Entries provided:
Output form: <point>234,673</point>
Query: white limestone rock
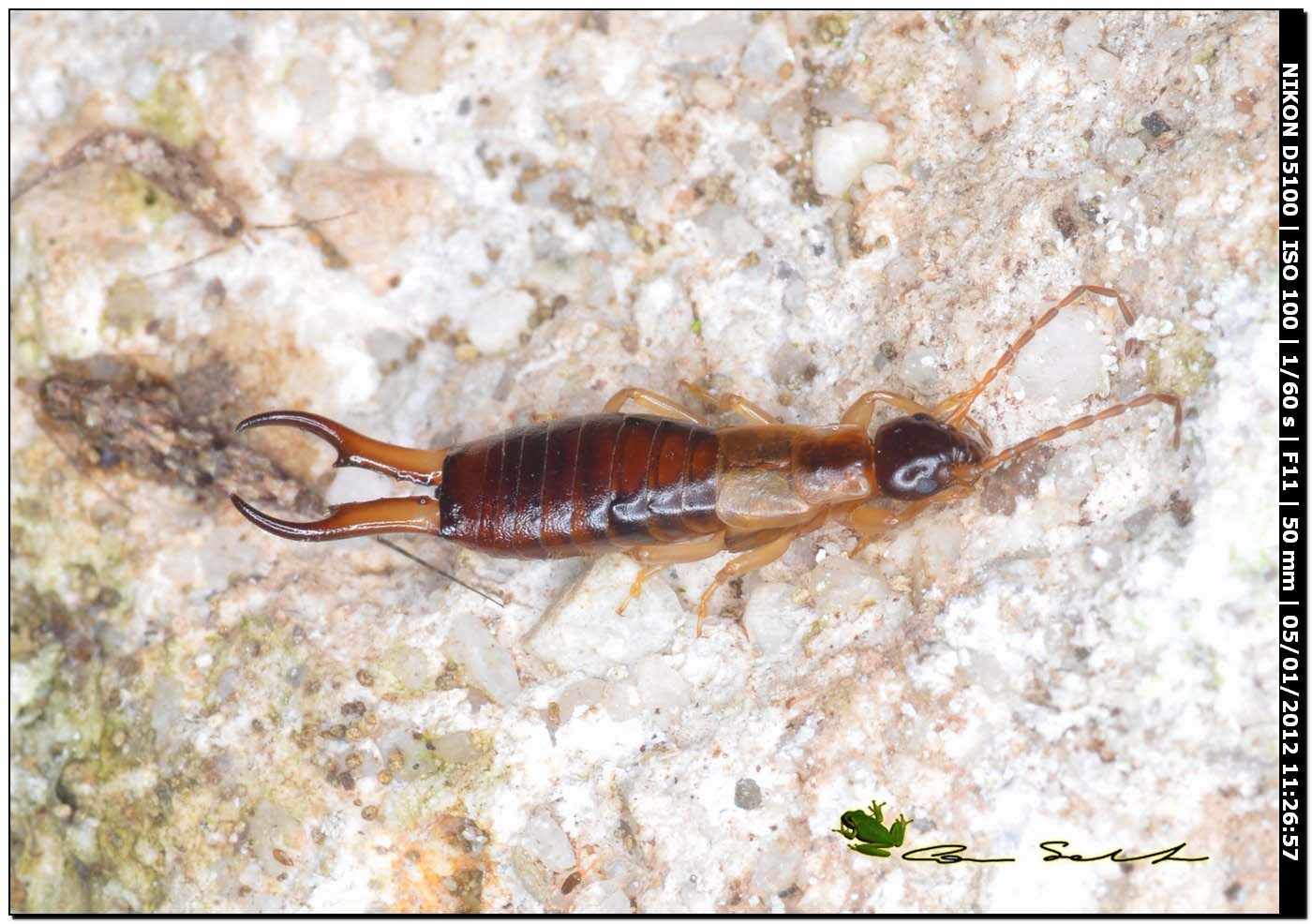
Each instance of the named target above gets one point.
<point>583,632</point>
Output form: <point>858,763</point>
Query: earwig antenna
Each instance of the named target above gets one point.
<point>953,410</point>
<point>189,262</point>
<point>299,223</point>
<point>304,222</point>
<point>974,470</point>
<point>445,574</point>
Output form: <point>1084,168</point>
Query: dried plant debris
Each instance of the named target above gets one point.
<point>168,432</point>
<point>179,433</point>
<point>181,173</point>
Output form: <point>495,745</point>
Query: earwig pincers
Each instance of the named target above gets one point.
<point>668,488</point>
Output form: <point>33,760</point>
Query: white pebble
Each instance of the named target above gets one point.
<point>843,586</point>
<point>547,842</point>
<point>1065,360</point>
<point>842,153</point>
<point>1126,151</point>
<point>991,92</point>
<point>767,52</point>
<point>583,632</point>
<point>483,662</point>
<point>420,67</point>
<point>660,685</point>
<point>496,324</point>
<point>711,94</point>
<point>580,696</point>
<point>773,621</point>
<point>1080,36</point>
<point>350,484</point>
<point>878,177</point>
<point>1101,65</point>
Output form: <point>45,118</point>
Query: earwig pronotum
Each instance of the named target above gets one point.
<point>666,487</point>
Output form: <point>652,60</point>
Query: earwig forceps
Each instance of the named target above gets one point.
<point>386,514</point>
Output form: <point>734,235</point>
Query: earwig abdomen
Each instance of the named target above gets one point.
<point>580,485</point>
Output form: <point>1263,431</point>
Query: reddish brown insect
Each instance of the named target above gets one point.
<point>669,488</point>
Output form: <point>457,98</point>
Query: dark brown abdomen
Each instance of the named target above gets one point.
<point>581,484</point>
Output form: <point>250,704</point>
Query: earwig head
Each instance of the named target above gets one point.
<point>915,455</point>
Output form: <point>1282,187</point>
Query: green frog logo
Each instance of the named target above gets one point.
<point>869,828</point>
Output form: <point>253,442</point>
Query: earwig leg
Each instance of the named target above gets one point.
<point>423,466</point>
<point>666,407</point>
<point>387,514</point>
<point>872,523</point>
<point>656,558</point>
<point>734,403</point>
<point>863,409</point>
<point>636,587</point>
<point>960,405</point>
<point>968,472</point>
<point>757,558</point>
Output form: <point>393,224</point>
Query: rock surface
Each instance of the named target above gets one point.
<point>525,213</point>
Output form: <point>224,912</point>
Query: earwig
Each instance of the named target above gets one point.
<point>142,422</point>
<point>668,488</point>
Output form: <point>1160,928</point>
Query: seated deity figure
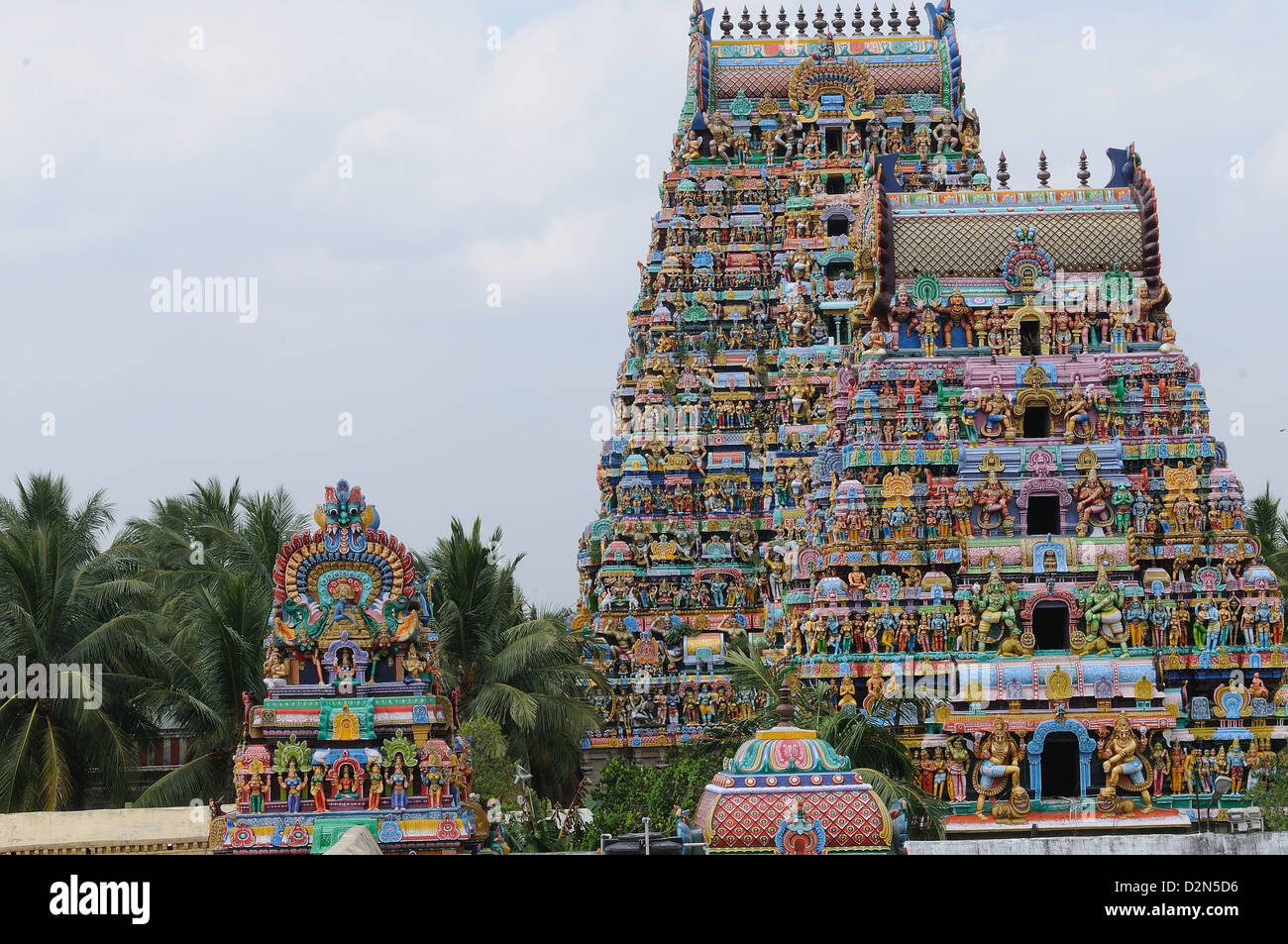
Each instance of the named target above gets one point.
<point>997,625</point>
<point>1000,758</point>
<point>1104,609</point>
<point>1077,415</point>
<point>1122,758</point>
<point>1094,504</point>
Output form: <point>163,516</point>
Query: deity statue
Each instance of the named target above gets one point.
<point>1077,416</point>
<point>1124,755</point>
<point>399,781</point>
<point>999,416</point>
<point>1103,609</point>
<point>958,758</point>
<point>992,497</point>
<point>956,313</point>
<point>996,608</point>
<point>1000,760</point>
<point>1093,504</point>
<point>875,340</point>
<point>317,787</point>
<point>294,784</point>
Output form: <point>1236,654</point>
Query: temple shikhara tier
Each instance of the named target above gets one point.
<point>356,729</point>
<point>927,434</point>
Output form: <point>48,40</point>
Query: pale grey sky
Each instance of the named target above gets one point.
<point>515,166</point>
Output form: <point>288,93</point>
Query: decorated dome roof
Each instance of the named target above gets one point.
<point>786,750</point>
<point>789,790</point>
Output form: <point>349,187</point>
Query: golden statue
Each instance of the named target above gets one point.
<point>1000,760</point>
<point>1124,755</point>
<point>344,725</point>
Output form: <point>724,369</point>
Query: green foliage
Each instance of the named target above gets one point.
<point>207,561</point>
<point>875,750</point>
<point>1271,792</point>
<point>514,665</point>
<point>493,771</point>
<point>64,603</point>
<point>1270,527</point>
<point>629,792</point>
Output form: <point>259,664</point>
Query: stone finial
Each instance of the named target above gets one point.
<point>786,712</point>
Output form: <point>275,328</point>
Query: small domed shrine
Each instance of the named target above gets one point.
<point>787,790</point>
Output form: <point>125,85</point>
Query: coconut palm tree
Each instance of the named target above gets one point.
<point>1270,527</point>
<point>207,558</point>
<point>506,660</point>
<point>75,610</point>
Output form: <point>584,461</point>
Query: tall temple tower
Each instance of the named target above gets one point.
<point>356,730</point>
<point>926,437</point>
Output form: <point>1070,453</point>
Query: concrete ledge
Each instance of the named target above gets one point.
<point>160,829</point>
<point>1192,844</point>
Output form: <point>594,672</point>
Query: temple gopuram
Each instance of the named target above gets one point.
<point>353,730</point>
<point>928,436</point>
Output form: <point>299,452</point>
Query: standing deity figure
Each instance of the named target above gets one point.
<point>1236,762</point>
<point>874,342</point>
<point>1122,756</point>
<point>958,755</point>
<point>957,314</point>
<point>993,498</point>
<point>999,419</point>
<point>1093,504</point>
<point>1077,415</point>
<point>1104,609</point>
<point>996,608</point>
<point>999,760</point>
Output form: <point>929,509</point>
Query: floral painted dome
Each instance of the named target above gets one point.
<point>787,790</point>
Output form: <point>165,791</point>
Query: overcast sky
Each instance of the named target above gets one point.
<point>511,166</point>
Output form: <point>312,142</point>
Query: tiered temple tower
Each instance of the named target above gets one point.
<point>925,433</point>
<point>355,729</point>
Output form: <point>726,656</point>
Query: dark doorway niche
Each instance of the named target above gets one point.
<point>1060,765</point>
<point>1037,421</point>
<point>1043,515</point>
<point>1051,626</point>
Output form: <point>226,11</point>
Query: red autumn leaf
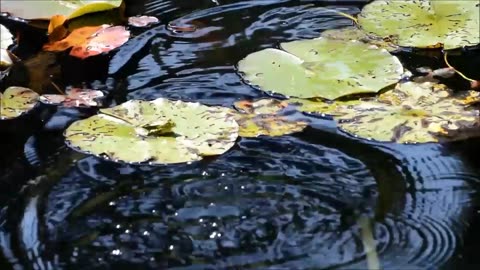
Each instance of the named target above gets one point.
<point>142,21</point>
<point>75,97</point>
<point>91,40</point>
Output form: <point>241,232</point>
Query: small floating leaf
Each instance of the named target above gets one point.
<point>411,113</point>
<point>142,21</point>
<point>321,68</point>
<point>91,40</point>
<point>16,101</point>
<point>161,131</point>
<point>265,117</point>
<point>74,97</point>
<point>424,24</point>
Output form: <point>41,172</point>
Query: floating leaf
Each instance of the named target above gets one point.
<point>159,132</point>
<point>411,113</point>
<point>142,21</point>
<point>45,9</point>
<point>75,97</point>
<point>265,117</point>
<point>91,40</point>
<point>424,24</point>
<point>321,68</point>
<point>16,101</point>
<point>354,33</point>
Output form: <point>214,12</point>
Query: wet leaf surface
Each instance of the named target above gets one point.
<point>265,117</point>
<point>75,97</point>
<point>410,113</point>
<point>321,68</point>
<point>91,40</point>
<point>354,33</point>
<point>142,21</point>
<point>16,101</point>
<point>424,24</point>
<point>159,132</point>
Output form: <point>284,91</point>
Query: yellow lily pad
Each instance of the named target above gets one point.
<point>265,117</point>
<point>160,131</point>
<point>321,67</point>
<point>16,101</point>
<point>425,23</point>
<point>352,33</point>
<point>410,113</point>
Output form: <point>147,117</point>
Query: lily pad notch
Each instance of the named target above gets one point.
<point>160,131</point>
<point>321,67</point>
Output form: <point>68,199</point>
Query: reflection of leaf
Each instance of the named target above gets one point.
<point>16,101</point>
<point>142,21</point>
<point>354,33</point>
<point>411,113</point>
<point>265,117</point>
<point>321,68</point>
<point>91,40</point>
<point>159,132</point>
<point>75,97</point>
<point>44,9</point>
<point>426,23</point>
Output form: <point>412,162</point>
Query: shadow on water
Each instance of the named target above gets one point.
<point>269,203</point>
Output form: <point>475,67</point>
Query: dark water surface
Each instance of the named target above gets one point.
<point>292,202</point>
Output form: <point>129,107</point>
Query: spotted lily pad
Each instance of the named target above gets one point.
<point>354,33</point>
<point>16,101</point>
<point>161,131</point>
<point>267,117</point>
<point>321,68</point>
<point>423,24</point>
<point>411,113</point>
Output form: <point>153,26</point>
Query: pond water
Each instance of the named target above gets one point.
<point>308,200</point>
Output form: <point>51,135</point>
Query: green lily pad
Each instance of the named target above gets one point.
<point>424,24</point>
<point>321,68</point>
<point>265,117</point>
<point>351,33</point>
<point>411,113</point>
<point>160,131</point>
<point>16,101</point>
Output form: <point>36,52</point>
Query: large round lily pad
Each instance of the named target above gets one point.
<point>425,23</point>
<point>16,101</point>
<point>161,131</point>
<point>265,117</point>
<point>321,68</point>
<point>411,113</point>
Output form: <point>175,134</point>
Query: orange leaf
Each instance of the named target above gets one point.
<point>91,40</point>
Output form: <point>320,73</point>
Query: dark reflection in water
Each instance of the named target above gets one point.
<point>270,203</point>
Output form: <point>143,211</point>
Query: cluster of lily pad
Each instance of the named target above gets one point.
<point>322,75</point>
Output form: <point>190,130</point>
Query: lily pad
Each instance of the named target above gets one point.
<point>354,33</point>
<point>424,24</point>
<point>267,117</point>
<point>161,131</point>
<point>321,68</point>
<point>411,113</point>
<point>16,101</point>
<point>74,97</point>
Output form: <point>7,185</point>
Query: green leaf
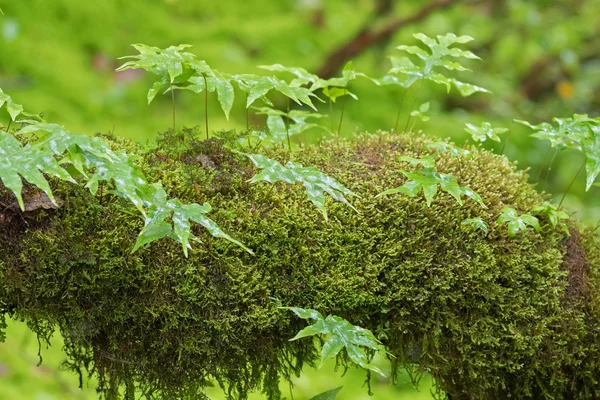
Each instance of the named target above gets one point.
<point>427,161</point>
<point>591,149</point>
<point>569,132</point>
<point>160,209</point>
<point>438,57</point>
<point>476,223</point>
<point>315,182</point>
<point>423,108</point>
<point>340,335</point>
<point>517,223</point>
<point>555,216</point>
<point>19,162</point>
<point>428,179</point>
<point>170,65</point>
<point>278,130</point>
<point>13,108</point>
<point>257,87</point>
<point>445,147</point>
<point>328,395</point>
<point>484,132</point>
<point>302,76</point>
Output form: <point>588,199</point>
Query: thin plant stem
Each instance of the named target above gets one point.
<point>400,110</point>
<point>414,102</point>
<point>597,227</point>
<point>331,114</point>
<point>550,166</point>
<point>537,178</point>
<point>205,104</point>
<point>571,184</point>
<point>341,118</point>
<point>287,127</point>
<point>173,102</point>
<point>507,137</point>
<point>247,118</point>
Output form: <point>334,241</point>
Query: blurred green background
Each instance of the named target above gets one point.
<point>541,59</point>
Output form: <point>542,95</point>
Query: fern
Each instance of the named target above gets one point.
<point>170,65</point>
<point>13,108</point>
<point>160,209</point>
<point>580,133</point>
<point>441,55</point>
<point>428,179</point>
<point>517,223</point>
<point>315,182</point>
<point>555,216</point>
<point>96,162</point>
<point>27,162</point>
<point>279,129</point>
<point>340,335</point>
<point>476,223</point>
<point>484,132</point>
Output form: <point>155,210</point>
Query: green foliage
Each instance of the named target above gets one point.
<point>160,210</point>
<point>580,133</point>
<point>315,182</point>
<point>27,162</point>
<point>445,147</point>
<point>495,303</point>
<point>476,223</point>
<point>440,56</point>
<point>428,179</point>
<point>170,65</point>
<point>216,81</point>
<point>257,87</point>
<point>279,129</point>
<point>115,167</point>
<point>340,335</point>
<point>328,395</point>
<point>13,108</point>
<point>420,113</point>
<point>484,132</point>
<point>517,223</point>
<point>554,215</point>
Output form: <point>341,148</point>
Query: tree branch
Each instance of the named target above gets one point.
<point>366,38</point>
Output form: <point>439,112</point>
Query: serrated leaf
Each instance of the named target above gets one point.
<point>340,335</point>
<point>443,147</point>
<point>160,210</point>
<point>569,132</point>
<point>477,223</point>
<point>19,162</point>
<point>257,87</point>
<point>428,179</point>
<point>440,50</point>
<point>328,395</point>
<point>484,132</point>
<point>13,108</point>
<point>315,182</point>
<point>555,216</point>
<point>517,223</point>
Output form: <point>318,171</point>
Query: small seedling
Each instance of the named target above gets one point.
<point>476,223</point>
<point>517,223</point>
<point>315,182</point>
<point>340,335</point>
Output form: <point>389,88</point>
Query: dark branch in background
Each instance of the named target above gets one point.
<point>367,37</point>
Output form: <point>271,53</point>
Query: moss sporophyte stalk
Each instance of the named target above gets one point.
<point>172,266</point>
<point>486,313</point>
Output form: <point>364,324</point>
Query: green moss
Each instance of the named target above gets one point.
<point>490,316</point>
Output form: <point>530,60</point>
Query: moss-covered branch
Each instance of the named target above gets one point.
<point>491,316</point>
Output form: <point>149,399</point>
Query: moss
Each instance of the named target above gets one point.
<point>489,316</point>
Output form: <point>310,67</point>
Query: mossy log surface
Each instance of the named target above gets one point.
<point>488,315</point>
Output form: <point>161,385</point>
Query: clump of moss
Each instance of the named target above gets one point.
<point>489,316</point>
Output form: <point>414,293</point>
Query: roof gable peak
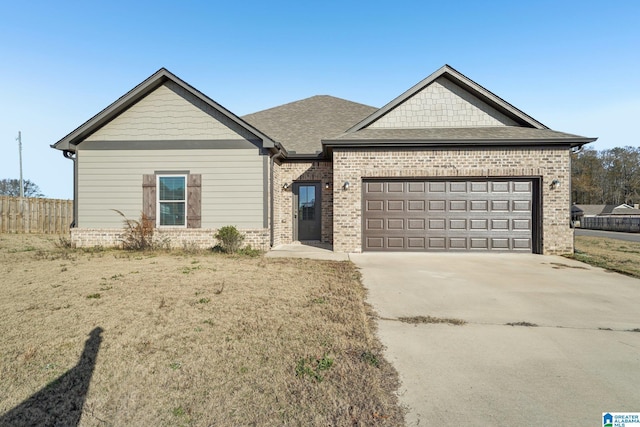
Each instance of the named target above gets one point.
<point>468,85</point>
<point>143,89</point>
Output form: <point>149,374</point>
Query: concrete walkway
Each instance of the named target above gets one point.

Required work: Reproduce the entries verbatim, starting with the first line and stopping after the line that contains "<point>445,574</point>", and leave the pictures out of your answer.

Task solution:
Output form: <point>234,673</point>
Query: white limestone rock
Each instance of the named target above gets one point.
<point>583,632</point>
Output form: <point>858,763</point>
Query: earwig antenna
Each instance of the named target above gets one point.
<point>953,410</point>
<point>189,262</point>
<point>299,223</point>
<point>304,222</point>
<point>974,470</point>
<point>445,574</point>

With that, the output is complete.